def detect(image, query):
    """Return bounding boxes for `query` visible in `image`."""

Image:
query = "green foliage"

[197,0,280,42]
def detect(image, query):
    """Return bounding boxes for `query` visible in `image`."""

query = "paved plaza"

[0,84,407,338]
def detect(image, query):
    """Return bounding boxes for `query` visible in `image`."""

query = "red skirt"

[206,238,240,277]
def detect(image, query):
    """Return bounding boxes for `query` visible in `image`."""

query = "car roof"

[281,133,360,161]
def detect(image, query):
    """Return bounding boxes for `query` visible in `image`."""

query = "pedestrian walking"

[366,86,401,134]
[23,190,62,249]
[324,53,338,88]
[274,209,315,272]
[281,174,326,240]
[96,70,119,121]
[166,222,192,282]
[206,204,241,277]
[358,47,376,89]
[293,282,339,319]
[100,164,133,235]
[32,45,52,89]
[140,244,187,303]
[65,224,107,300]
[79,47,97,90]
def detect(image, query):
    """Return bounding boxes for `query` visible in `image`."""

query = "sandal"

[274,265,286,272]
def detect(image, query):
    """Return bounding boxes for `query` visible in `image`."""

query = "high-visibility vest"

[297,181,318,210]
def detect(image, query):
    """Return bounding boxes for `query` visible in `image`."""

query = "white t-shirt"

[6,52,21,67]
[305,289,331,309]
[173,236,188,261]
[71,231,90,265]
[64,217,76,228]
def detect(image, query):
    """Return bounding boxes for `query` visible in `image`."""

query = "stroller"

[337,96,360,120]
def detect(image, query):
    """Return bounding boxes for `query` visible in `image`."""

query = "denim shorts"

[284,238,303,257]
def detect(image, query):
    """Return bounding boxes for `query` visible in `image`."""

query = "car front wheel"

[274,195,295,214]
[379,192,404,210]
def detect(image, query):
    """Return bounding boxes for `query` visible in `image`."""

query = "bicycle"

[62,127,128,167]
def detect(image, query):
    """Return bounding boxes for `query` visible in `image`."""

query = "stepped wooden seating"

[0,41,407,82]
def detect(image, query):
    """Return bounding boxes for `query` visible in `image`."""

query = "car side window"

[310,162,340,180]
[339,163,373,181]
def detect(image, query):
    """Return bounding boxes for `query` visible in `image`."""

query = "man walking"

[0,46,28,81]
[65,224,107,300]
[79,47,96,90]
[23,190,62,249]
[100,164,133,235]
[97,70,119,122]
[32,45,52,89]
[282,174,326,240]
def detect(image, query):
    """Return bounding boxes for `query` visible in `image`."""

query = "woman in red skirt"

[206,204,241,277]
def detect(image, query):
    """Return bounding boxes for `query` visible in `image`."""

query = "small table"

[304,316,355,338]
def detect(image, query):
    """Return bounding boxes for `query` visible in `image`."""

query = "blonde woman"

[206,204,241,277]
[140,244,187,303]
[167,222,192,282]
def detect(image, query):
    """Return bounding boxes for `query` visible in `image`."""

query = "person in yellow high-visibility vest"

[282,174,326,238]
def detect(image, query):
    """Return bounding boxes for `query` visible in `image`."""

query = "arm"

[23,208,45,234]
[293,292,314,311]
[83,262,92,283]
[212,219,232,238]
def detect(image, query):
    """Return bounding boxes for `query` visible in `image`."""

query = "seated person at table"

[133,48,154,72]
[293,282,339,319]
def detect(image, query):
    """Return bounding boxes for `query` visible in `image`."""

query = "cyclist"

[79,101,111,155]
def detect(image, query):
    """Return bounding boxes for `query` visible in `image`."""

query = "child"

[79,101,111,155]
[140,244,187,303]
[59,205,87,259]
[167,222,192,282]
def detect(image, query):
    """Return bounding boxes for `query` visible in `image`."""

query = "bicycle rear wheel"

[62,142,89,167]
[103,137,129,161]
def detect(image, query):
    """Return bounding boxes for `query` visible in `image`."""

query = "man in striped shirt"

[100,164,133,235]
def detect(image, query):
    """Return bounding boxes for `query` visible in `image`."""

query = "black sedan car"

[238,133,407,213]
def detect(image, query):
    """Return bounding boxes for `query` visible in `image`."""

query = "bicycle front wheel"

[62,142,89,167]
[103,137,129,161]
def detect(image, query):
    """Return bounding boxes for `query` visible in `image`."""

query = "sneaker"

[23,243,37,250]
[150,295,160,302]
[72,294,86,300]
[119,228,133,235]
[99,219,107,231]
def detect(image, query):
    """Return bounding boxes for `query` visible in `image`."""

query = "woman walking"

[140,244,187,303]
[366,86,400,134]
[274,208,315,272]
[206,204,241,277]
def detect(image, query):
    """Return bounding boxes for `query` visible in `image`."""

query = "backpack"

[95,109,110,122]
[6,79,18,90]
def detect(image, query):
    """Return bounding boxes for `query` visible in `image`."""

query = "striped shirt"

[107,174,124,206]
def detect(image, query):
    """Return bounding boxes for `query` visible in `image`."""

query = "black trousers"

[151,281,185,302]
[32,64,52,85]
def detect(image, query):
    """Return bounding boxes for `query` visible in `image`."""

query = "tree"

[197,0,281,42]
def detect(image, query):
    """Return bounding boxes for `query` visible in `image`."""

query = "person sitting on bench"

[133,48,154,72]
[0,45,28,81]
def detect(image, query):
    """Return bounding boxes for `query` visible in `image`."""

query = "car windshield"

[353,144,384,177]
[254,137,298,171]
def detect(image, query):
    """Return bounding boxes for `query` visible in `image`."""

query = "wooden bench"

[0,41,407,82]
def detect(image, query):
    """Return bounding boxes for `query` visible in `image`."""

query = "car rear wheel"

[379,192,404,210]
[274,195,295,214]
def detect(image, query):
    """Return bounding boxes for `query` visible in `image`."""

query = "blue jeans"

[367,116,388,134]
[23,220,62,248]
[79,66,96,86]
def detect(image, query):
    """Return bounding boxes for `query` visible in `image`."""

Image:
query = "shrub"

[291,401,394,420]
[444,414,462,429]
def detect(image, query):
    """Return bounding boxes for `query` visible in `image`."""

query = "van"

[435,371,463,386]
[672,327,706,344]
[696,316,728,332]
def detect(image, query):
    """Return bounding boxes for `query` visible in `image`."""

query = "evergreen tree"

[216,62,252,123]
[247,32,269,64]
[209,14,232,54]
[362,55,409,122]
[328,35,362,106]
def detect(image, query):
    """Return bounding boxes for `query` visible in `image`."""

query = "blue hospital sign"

= = = = =

Exercise goal
List each line of the material that contains the word "wheel".

Solution for this exercise
query = "car front wheel"
query = "bicycle rear wheel"
query = "bicycle front wheel"
query = "car rear wheel"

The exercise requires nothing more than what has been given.